__Set exercise__
Render the records from their first line up to and including the line with "[[[47,65],[46,65],[46,74],[47,74]]]" as a JSON list of strings, one string per line, omitting blank lines.

__Records shown__
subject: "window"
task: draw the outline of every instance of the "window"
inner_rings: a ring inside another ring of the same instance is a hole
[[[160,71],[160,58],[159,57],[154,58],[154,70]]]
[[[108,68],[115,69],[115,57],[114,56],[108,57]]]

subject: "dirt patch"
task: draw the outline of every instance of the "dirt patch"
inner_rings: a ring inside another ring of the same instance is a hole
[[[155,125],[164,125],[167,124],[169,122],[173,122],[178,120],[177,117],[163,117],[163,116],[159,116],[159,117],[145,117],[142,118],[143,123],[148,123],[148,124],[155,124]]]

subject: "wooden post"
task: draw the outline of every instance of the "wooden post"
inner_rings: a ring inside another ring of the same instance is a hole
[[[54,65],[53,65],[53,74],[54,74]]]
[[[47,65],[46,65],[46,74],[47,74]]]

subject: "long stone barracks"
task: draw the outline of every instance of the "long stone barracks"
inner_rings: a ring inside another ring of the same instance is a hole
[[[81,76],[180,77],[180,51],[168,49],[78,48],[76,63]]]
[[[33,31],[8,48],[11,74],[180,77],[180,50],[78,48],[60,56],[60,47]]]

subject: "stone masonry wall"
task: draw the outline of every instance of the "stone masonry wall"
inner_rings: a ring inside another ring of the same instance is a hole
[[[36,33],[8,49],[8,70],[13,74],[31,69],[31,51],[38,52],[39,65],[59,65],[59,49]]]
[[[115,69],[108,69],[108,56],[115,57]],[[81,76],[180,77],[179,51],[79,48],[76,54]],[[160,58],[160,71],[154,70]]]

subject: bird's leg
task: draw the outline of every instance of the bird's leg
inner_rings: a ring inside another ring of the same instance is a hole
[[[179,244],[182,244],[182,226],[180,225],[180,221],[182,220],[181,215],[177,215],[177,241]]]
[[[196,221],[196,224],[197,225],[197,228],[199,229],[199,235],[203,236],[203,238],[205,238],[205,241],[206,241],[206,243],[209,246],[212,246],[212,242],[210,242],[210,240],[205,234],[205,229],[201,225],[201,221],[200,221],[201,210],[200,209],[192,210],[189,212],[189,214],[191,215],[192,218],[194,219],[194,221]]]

__Full output__
[
  "subject: \"window\"",
  "task: draw the outline of every instance of the \"window\"",
  "inner_rings: a ring inside another ring of the same instance is a hole",
  "[[[160,71],[160,58],[159,57],[154,58],[154,70]]]",
  "[[[108,68],[115,69],[115,57],[114,56],[108,57]]]",
  "subject: \"dirt patch\"",
  "task: draw the outline of every instance of the \"dirt patch\"",
  "inner_rings: a ring inside another ring of the same instance is a hole",
  "[[[155,125],[164,125],[167,124],[169,122],[173,122],[178,120],[177,117],[163,117],[163,116],[159,116],[159,117],[145,117],[142,118],[143,123],[148,123],[148,124],[155,124]]]",
  "subject: \"wooden post\"",
  "task: draw the outline of every instance of the \"wooden post\"",
  "inner_rings: a ring inside another ring of the same instance is a hole",
  "[[[54,65],[53,65],[53,74],[54,74]]]",
  "[[[47,65],[46,65],[46,74],[47,74]]]"
]